Records of labeled points:
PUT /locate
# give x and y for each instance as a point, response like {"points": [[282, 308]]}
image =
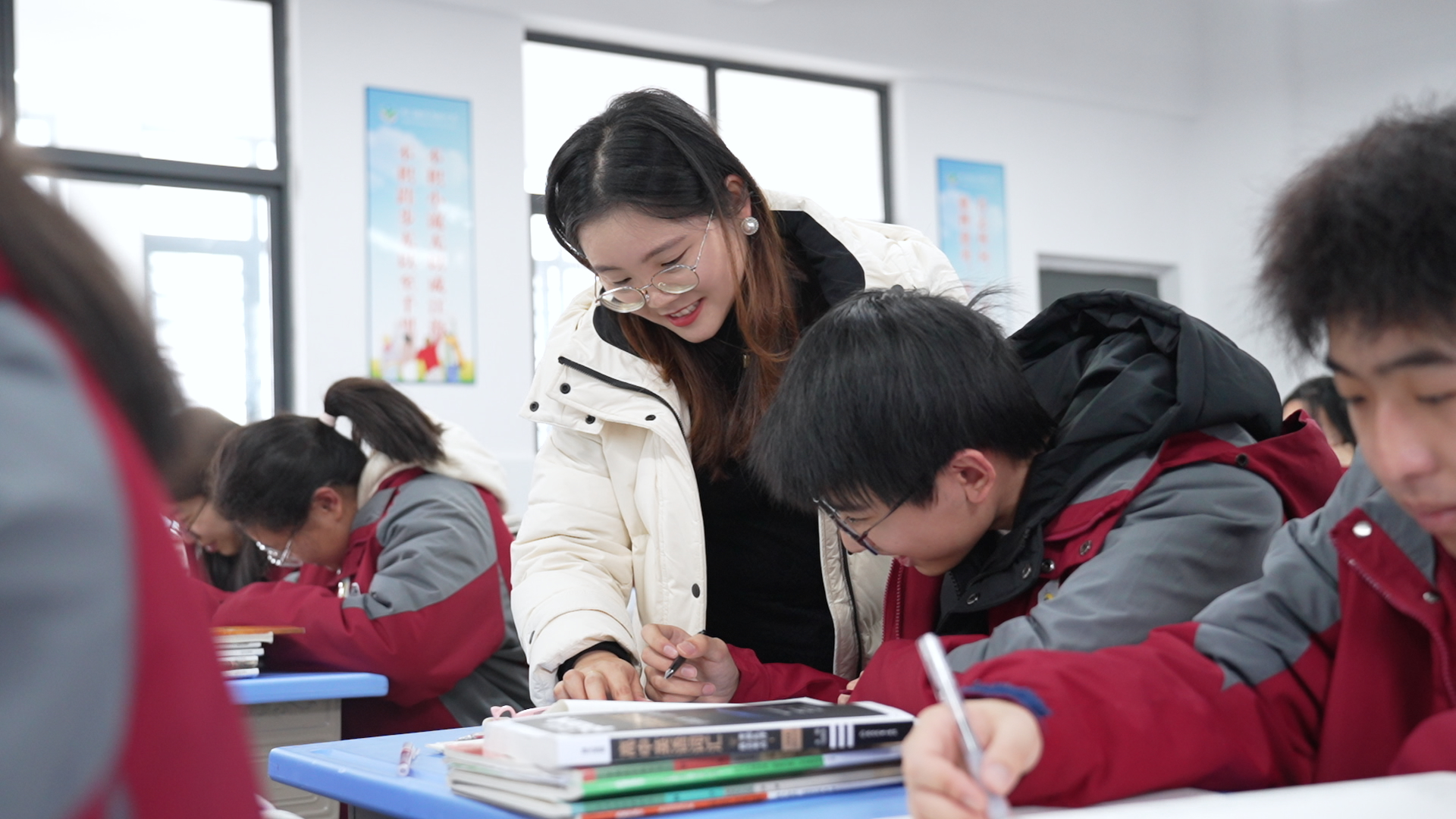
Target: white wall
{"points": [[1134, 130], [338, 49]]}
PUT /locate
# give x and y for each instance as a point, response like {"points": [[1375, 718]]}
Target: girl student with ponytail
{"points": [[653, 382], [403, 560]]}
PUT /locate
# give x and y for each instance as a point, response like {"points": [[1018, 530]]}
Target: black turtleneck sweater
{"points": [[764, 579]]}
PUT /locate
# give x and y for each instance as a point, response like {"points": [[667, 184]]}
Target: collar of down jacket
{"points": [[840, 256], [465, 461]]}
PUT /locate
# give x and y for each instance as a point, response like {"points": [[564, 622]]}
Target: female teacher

- **STATED GOAL**
Count the lines of the material above that contain the string "Target", and reply with the number alone.

- **SOLUTION**
5